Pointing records
(begin)

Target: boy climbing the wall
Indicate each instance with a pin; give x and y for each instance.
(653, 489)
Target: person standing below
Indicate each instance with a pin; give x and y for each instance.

(end)

▶ **WHAT THE EXERCISE ASKS**: Render the records above as a Markdown table with the columns Row and Record line, one row per line and blank lines omitted.

▶ **OUTPUT BELOW**:
| Row | Record line |
|---|---|
| 1 | Target: boy climbing the wall |
| 2 | Indicate each instance with a pin; give x and y for each instance. |
| 3 | (653, 489) |
| 4 | Target: person standing below |
| 5 | Indicate each instance with a pin; give x and y for each instance. |